Aim:
Turn the lines of the listing below into a numbered list, starting at the line that contains "target | red and black striped jersey" and ending at the line that contains "(1049, 808)". Leave out any blank lines.

— BEGIN —

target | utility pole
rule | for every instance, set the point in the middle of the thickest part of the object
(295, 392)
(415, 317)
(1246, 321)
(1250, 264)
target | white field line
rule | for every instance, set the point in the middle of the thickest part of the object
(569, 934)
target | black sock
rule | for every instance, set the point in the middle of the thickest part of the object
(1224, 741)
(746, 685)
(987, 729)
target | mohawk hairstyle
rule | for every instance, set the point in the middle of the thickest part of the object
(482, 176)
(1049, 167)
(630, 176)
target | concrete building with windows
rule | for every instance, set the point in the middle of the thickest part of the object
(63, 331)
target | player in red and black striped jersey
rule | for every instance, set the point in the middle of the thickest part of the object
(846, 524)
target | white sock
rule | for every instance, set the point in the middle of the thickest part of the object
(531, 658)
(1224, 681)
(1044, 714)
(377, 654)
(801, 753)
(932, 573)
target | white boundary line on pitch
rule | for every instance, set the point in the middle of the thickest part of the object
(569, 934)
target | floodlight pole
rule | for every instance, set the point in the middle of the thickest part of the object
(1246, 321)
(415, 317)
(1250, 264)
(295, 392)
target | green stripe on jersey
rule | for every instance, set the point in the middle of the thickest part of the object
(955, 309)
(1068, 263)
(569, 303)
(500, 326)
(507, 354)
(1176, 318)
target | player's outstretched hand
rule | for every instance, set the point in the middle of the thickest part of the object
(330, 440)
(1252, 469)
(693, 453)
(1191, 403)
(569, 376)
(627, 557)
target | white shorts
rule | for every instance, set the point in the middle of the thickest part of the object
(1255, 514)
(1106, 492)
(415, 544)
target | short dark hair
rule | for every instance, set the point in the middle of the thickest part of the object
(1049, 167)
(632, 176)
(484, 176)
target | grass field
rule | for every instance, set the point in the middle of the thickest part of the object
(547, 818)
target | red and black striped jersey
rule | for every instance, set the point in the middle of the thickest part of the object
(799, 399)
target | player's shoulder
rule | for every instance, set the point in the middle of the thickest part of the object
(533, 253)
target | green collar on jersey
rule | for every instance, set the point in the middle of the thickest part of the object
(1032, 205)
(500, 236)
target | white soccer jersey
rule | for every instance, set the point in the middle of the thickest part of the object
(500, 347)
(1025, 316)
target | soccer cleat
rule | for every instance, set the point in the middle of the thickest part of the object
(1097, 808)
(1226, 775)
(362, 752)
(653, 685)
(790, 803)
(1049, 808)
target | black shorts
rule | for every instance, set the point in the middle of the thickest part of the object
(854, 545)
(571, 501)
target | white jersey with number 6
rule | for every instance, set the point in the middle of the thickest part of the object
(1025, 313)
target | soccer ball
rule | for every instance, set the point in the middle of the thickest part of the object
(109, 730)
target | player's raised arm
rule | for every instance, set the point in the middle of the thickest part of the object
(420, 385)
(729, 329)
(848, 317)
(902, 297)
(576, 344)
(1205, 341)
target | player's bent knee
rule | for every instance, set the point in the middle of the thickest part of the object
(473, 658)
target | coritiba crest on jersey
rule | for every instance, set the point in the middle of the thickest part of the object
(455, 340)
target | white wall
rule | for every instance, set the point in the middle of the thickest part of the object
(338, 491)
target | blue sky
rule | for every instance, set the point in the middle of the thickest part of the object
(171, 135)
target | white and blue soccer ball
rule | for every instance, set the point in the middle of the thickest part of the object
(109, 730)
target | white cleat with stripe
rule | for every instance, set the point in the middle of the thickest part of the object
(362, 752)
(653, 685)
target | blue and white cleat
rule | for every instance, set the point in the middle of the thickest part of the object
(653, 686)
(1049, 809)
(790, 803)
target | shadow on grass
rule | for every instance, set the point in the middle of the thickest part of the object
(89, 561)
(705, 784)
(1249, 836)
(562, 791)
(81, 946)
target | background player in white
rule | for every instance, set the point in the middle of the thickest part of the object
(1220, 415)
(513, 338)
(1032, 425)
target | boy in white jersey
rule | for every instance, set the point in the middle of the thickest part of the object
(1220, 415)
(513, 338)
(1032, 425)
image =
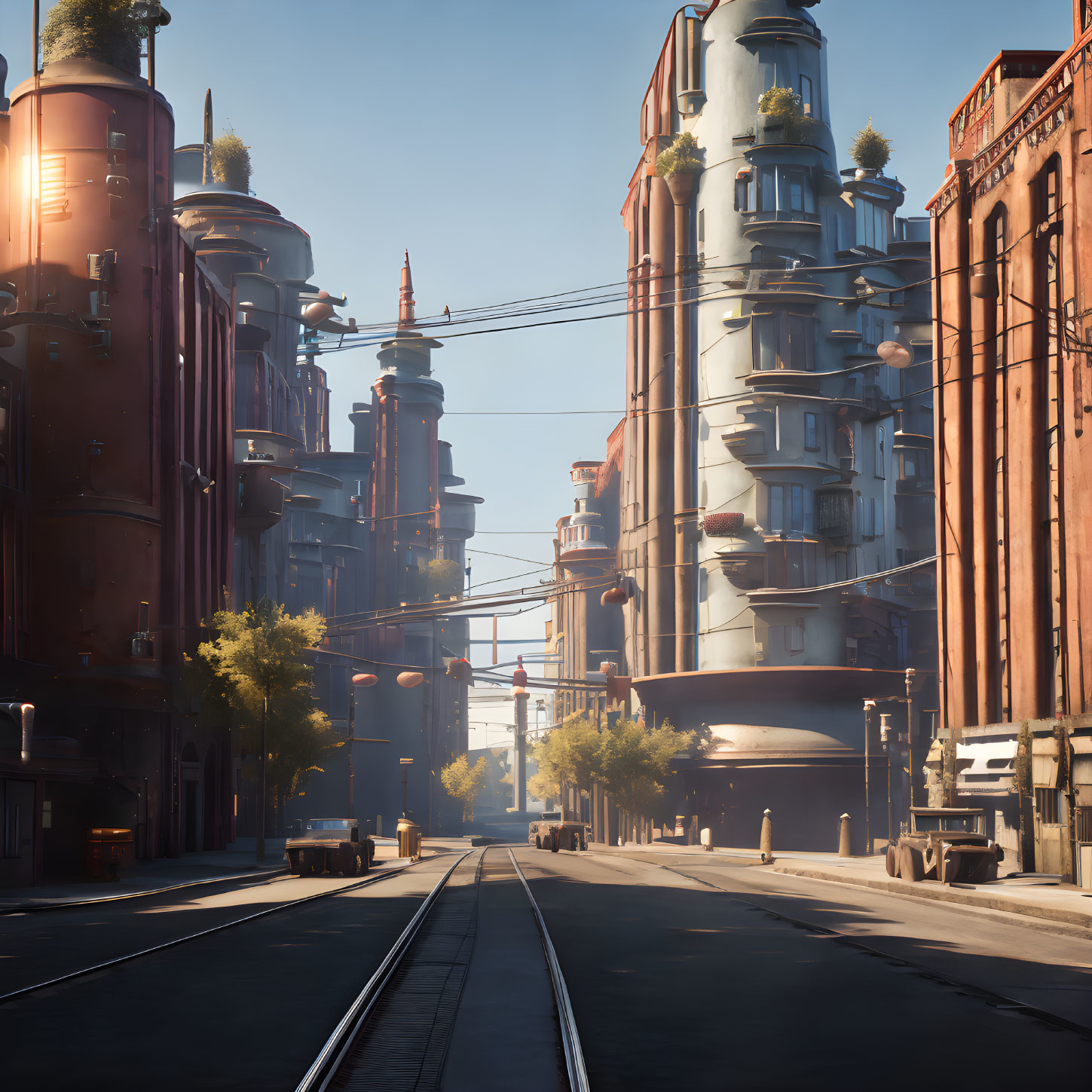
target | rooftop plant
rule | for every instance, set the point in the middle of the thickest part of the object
(445, 577)
(870, 148)
(107, 31)
(681, 158)
(787, 107)
(231, 163)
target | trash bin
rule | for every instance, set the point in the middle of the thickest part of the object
(109, 850)
(408, 834)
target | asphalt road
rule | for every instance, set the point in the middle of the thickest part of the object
(684, 972)
(41, 946)
(681, 985)
(245, 1009)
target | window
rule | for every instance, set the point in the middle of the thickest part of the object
(791, 562)
(5, 410)
(1084, 824)
(1046, 805)
(783, 341)
(12, 830)
(872, 225)
(995, 255)
(802, 343)
(776, 509)
(797, 194)
(810, 432)
(766, 178)
(806, 95)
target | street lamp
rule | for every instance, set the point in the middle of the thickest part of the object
(405, 680)
(350, 739)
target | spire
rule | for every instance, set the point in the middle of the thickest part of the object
(405, 297)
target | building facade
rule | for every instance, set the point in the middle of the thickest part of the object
(1012, 398)
(776, 479)
(117, 396)
(583, 632)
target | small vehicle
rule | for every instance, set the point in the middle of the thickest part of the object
(552, 832)
(946, 844)
(330, 846)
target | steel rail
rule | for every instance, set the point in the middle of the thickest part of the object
(260, 878)
(117, 961)
(570, 1038)
(326, 1066)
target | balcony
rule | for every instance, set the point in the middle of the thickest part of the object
(745, 440)
(788, 219)
(260, 497)
(834, 512)
(775, 27)
(914, 486)
(788, 380)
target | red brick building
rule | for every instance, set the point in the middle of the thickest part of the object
(1012, 304)
(116, 507)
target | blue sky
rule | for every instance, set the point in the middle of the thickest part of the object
(495, 139)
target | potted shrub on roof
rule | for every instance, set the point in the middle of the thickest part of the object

— END —

Reply to the exercise:
1. target | red and black striped jersey
2. rule | for every instance, set the point in the middle of the thickest part of the object
3. (799, 399)
4. target | player's shoulder
5. rule | for every instance, set the point in the middle of the thickest part of the object
6. (533, 253)
7. target | green collar on jersey
8. rule | for every instance, set the point in the middle of the thickest part of the object
9. (1032, 205)
10. (500, 236)
11. target | white soccer jersey
12. rule | for every instance, set the point in the middle of the thickest part of the object
13. (500, 347)
14. (1025, 316)
15. target | soccer cleat
16. rule | for every instance, set the point in the middle of the thickest part of the object
17. (1097, 808)
18. (1226, 775)
19. (362, 752)
20. (653, 685)
21. (790, 803)
22. (1049, 808)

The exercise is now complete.